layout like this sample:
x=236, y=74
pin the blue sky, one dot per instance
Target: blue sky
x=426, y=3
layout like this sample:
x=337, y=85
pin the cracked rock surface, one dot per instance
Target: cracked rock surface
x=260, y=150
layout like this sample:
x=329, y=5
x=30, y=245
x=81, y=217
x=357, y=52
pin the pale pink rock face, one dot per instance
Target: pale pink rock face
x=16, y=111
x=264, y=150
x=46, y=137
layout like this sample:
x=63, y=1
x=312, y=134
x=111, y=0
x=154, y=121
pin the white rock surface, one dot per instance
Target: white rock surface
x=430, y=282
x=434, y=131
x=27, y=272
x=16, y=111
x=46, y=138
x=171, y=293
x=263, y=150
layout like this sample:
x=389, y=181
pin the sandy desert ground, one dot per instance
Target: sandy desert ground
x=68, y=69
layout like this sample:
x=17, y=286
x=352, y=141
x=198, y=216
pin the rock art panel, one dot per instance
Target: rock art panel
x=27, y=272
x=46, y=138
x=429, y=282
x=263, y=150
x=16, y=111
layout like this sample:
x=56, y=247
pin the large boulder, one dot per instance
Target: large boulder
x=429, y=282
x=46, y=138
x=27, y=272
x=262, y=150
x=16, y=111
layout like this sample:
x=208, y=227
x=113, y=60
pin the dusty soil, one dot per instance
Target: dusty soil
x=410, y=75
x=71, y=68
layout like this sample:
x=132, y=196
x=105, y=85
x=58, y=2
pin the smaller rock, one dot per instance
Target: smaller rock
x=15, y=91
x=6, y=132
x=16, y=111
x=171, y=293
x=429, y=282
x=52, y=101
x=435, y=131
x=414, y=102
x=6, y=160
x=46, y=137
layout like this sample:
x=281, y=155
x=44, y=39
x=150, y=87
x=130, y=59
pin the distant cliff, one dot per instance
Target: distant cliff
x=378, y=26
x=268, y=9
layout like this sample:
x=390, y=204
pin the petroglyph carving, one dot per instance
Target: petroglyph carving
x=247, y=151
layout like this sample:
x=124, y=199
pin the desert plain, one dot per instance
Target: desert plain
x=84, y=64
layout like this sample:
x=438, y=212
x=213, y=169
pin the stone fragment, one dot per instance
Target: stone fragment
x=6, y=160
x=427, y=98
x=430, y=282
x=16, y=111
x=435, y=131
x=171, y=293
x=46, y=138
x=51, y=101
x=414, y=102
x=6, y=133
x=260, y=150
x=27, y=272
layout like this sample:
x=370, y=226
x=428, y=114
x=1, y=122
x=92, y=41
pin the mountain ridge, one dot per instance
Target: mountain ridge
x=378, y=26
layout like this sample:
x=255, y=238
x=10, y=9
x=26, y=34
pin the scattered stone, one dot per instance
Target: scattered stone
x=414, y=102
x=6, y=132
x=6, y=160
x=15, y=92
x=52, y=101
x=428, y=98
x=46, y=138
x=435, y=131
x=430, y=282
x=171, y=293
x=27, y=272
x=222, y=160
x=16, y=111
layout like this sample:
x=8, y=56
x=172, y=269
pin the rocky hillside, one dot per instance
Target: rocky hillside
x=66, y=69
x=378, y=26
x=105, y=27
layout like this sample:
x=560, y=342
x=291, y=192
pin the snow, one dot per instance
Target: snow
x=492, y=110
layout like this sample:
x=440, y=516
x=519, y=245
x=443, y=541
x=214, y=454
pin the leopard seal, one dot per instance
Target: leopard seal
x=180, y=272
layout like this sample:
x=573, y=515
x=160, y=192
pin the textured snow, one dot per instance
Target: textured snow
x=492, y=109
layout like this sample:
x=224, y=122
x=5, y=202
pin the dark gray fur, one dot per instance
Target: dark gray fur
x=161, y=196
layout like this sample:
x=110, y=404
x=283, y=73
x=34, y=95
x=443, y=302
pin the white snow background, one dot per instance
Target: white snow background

> _Aufgabe_
Gib jede Zeile aus den Zeilen oben zurück, in der das Wort „cracked“ vorkommt.

> _Ergebnis_
pin the cracked rock surface, one dot per instance
Target: cracked rock surface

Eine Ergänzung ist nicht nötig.